**What you are asked to do:**
Copy word for word every line of the data below, from the line containing "One point marks each instance of the taillight." down to the line containing "x=326, y=153", with both of those lines included.

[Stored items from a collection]
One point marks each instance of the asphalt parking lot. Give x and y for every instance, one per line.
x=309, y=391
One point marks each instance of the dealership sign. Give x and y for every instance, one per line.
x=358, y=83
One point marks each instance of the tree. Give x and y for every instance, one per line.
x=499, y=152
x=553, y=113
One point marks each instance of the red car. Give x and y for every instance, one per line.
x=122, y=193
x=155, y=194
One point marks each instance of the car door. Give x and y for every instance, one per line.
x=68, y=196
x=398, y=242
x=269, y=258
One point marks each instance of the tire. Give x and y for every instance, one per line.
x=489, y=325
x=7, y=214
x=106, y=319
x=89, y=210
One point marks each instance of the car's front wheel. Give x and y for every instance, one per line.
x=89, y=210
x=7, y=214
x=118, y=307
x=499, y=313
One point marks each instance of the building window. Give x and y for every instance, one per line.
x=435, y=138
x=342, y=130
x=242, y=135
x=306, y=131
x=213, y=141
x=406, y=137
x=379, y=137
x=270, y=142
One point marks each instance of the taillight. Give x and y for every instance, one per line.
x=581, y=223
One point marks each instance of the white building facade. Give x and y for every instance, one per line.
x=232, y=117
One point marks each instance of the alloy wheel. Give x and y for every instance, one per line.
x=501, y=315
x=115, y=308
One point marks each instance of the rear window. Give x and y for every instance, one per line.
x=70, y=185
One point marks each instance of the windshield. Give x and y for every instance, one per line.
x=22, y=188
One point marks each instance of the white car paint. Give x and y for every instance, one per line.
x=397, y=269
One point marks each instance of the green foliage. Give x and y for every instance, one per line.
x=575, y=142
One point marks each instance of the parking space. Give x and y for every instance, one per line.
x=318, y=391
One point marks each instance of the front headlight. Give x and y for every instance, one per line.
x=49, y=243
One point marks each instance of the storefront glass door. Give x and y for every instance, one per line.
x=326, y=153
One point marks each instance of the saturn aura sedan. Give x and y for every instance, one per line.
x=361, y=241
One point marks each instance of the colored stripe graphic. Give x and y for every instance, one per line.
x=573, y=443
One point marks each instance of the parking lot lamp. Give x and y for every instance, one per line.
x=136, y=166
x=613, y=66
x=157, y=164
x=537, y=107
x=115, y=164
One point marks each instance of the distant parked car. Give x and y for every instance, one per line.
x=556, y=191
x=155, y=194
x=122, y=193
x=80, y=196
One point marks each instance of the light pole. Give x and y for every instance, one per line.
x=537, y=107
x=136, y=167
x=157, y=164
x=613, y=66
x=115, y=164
* * *
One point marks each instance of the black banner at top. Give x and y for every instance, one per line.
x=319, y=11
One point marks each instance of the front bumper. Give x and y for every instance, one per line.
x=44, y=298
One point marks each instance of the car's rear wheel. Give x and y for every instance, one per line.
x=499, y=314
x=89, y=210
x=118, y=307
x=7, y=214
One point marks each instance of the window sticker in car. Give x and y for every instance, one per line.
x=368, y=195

**Response to the task:**
One point marks each instance of the taillight. Give x and y for every instance, one per line.
x=581, y=223
One point marks each instance of the white building facade. Give x and y for every instance, one per line.
x=232, y=117
One point marks each instance of the alloy wheel. Give x and y for every instance, one per line.
x=501, y=315
x=115, y=308
One point marks each instance of the rear window. Give x and y for every instance, one per line.
x=70, y=185
One point marks each instance of the windshield. Give x and y for every instance, one per line.
x=22, y=188
One point marks each instance of the white car paint. Give x and y for every instance, one per line.
x=397, y=269
One point marks each instance of the green foliage. Give x and y for every instance, one per line.
x=575, y=142
One point marks each instance of the parking space. Give x and y for every instance, one per line.
x=318, y=391
One point marks each instance of the front headlight. Give x and y for every instance, one per line.
x=49, y=243
One point marks each instance of the storefront glass door. Give x and y for every instance, one per line.
x=326, y=153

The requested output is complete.